[START OF Text to read]

Extremely Lightweight Nanocardboard Is Stronger than Corrugated Cardboard

Nanocardboard is made out of an aluminum oxide film with a thickness of tens of nanometers, forming a hollow plate with a height of tens of microns. Image: University of Pennsylvania

Corrugated cardboard is a staple in the packaging industry. It utilizes the standard sandwich structure: two solid sandwich panels separated by a layer of lightweight webbing or lattice. This design provides the optimum combination of low weight and high stiffness. Sandwich-structure composite materials are common across a variety of industries, especially for applications that require those characteristics. But, of course, industry is always look for lighter, stronger materials.

A team of engineers from the University of Pennsylvania has created a new material called nanocardboard that is the ultrathin equivalent of corrugated paper cardboard. Not only is it extremely light weight - one square centimeter weighs less than a thousandth of a gram) - it is an excellent thermal insulator and springs back to its original shape after being bent in half.

[END OF Text to read]
[START OF Supplied entries]

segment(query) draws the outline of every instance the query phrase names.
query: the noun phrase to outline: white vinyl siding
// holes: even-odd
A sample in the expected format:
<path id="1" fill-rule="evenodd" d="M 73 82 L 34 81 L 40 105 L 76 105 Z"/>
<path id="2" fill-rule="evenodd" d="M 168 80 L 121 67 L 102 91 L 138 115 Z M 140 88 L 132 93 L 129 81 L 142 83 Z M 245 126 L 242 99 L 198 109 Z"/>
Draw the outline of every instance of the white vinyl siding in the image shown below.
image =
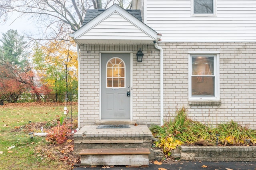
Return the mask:
<path id="1" fill-rule="evenodd" d="M 120 14 L 114 13 L 85 33 L 81 38 L 102 39 L 151 39 Z"/>
<path id="2" fill-rule="evenodd" d="M 256 1 L 217 0 L 216 16 L 192 16 L 191 0 L 147 0 L 149 26 L 164 42 L 230 42 L 256 39 Z"/>

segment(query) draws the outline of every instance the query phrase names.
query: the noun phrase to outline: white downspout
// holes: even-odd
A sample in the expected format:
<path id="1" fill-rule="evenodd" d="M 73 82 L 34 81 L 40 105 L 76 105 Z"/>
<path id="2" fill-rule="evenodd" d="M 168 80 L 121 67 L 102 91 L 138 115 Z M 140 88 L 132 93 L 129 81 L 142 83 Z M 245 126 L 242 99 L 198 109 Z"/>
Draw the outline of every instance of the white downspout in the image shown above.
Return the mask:
<path id="1" fill-rule="evenodd" d="M 78 127 L 76 130 L 78 131 L 80 129 L 80 53 L 79 53 L 79 45 L 76 43 L 76 51 L 77 51 L 77 61 L 78 62 Z"/>
<path id="2" fill-rule="evenodd" d="M 160 51 L 160 125 L 164 125 L 164 51 L 157 42 L 154 41 L 155 47 Z"/>

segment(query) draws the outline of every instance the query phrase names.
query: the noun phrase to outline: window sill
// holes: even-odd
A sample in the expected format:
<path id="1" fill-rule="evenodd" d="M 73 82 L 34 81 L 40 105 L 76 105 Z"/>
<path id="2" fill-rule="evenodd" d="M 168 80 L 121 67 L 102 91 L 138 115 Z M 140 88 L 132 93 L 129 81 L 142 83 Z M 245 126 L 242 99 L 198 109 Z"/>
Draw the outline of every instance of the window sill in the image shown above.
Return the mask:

[END OF Supplied entries]

### Things to do
a - List every unit of measurement named in the nanocardboard article.
b - Rewrite the part of the nanocardboard article that opens with the words containing "Corrugated cardboard is" and closes with "bent in half.", swapping "stiffness" for "rigidity".
The entries are separate material from the nanocardboard article.

### Results for the exercise
a - nanometers, microns, square centimeter, gram

b -
Corrugated cardboard is a staple in the packaging industry. It utilizes the standard sandwich structure: two solid sandwich panels separated by a layer of lightweight webbing or lattice. This design provides the optimum combination of low weight and high rigidity. Sandwich-structure composite materials are common across a variety of industries, especially for applications that require those characteristics. But, of course, industry is always look for lighter, stronger materials.

A team of engineers from the University of Pennsylvania has created a new material called nanocardboard that is the ultrathin equivalent of corrugated paper cardboard. Not only is it extremely light weight - one square centimeter weighs less than a thousandth of a gram) - it is an excellent thermal insulator and springs back to its original shape after being bent in half.